* **ENTRIES SUPPLIED**
■ ■ ■ ■ ■

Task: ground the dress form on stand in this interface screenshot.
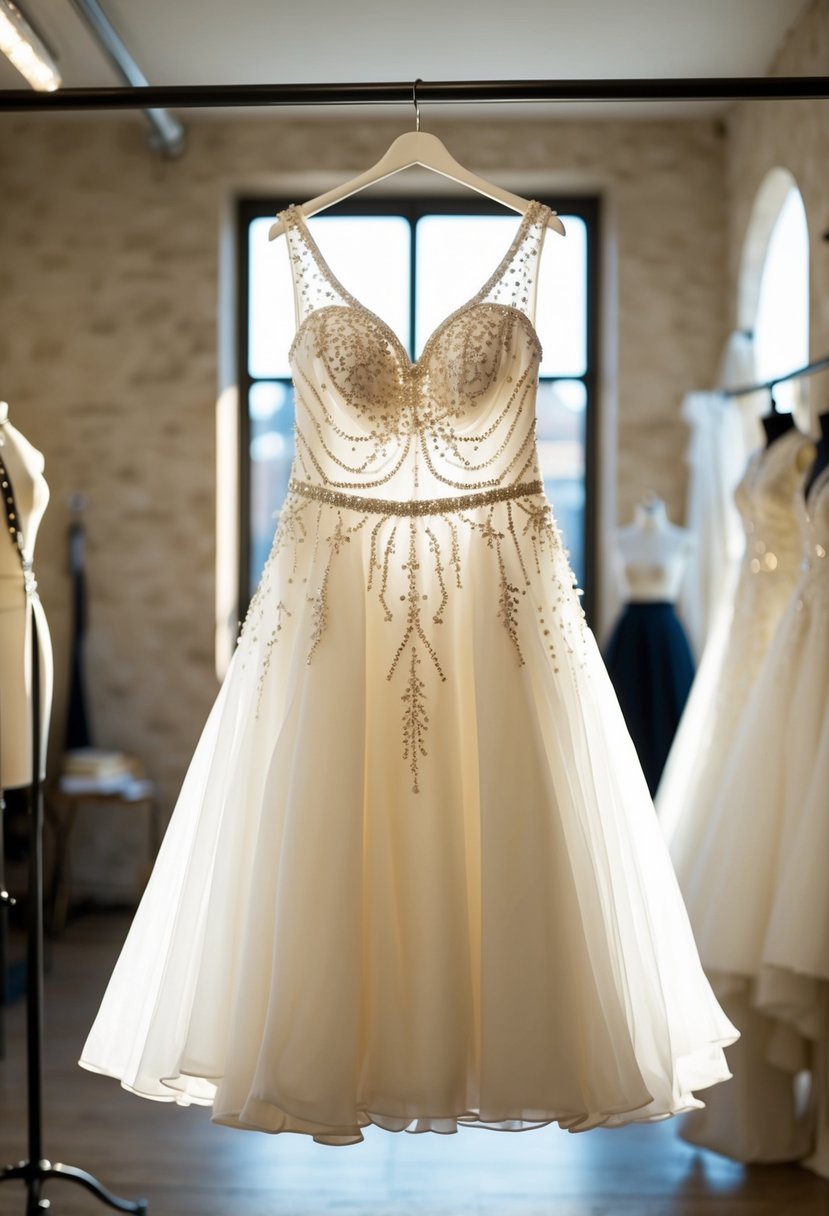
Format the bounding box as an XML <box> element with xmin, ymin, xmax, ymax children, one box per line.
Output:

■ ■ ■ ■ ■

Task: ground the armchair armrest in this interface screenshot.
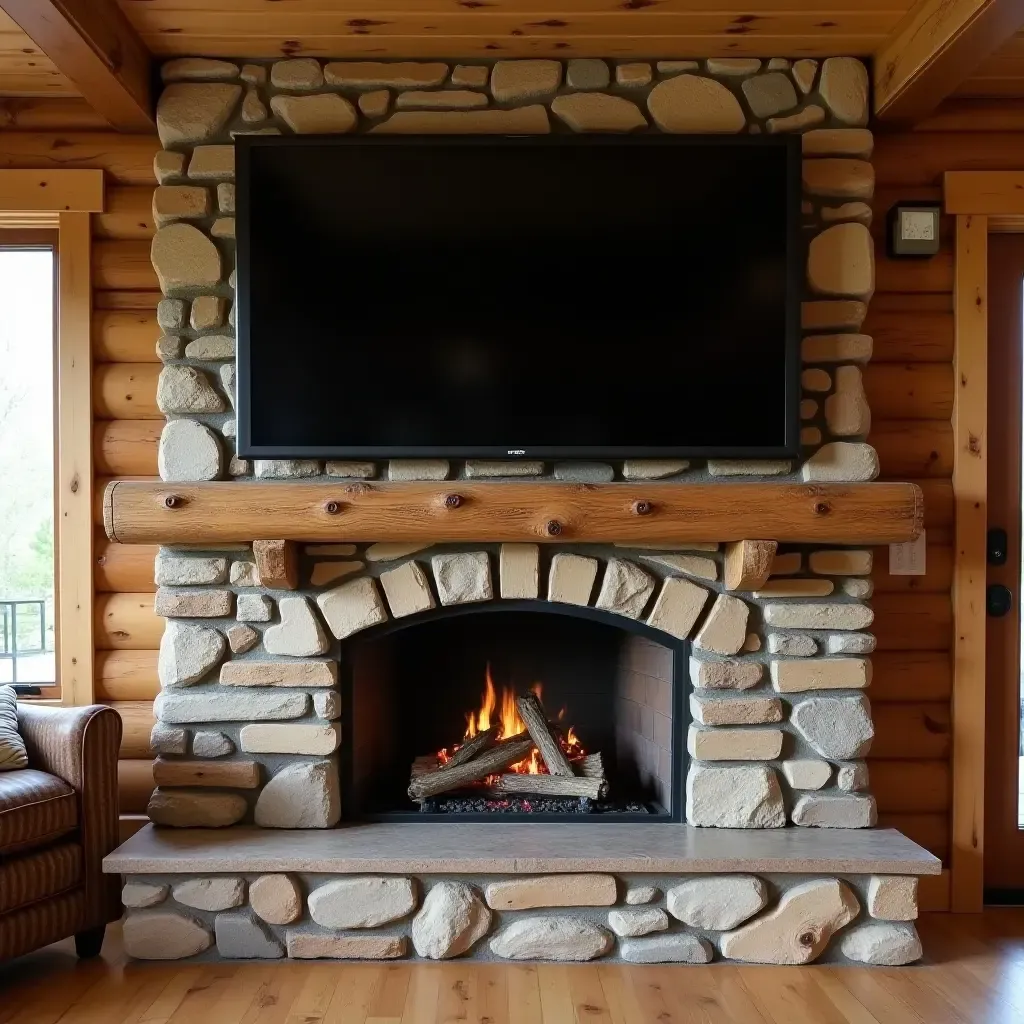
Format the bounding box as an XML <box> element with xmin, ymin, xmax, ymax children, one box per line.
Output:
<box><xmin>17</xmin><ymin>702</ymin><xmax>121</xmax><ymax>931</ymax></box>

■ ■ ■ ■ ■

Extract every line of the data above that contains the string "screenshot", treating uppercase and lowercase letters as distinct.

Task: ground the dress form on stand in this interface screenshot.
Task: ground the armchair armrest in this interface screenshot.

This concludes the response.